* begin SOURCE DATA *

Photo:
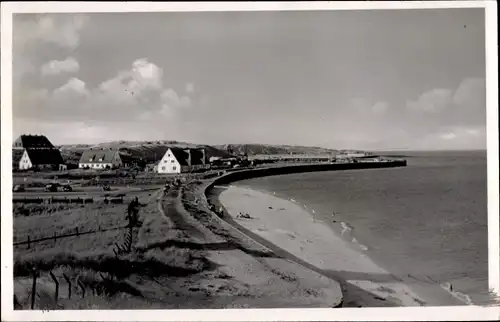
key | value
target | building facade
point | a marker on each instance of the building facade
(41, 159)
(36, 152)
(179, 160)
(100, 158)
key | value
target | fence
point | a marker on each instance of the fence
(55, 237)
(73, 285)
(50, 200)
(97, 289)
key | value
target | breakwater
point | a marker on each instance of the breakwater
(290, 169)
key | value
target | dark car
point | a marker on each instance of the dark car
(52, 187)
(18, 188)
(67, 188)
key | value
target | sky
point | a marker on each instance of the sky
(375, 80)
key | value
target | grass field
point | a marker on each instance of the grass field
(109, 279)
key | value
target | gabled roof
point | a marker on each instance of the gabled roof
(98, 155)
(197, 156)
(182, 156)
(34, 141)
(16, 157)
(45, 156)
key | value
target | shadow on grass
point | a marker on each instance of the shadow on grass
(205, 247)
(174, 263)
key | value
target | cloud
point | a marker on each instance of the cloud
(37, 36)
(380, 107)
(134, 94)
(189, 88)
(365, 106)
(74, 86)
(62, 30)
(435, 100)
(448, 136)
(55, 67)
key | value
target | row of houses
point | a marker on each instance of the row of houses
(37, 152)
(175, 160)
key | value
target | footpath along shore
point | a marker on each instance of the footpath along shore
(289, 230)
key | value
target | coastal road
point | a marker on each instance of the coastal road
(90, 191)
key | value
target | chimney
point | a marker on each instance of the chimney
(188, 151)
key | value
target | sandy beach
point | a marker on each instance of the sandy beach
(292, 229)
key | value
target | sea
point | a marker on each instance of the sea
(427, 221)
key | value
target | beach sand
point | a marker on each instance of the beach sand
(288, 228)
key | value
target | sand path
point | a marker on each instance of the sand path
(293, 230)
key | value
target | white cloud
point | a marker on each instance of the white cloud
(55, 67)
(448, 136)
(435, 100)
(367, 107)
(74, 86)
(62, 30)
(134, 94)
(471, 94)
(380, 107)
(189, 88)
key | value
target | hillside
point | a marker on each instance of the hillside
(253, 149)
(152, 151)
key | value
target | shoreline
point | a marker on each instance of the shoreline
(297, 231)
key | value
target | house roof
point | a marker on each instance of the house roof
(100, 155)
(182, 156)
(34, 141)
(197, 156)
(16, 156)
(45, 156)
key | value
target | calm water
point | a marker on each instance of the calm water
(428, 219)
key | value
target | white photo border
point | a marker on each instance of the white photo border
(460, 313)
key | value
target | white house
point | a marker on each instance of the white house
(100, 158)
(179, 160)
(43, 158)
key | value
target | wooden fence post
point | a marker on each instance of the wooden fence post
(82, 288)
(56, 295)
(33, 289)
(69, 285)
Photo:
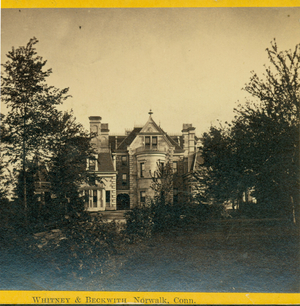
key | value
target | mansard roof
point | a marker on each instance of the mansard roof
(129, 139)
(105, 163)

* end SOURCE DATA *
* begin SOURCE DATA *

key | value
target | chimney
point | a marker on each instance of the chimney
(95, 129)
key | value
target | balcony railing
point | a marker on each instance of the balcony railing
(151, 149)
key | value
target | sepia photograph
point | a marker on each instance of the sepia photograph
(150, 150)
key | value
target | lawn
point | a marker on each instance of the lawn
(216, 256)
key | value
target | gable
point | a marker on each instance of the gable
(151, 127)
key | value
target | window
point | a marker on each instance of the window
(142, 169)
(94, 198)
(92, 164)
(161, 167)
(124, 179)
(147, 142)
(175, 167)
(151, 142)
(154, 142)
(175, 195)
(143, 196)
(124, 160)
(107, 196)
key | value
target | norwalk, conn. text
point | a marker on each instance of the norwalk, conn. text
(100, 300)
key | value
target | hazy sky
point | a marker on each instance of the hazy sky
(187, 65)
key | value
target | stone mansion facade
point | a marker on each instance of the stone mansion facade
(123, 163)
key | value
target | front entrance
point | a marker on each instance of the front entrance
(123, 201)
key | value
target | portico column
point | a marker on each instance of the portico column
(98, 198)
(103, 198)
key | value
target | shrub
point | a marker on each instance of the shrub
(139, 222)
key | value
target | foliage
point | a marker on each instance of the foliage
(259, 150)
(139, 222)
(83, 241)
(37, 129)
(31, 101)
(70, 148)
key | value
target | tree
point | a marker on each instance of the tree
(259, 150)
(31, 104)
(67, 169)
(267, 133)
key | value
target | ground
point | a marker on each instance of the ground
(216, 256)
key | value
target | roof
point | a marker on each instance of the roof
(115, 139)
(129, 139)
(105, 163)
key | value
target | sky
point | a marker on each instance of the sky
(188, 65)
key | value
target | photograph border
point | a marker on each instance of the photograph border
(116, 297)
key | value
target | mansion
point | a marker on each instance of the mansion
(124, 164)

* end SOURCE DATA *

**WHAT YOU SHOULD DO:** List every line in the entries above that contains the string "shoreline", matching case exactly.

**OUTPUT OF THE EXERCISE:**
target | shoreline
point | a marker on each instance of the shoreline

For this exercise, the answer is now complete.